*Your instructions*:
Write these lines as a JSON list of strings, one string per line, with blank lines and pictures left out.

*Given data*:
==================================================
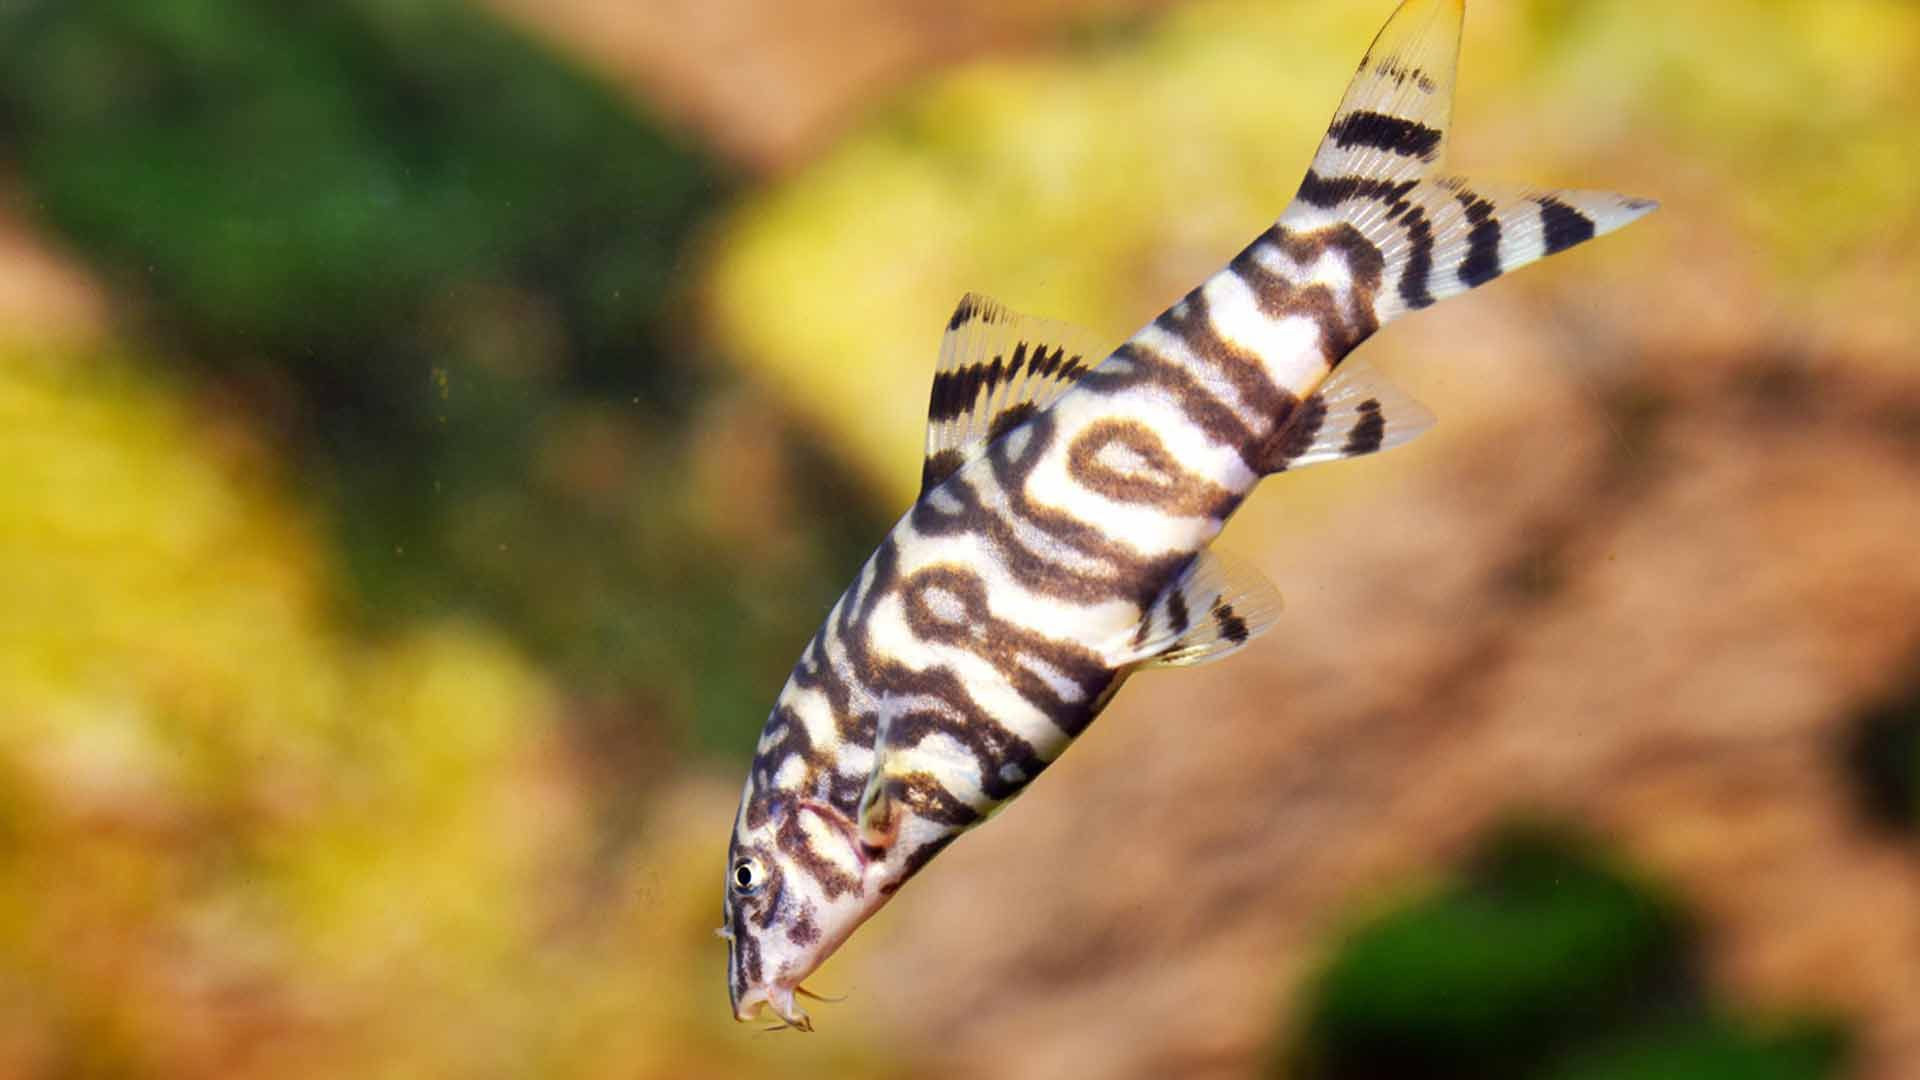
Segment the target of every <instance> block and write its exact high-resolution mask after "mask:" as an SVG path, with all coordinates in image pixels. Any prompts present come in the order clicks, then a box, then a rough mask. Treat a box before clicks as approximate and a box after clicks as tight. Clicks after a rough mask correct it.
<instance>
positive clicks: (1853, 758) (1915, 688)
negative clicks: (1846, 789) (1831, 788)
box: [1843, 657, 1920, 836]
==================================================
*Output for this task*:
[
  "Segment the target of every <instance> block and write its exact high-resolution mask after \"mask:\" as an SVG path, with all coordinates in image pixels. Any prompts present come in the order clicks, then a box, then a rough mask. Treat a box before clicks as approximate and a box after clicks as tight. Clicks after a rough mask correct it.",
  "<instance>",
  "positive clicks: (1853, 758) (1915, 688)",
  "negative clicks: (1846, 789) (1831, 788)",
  "box: [1843, 657, 1920, 836]"
]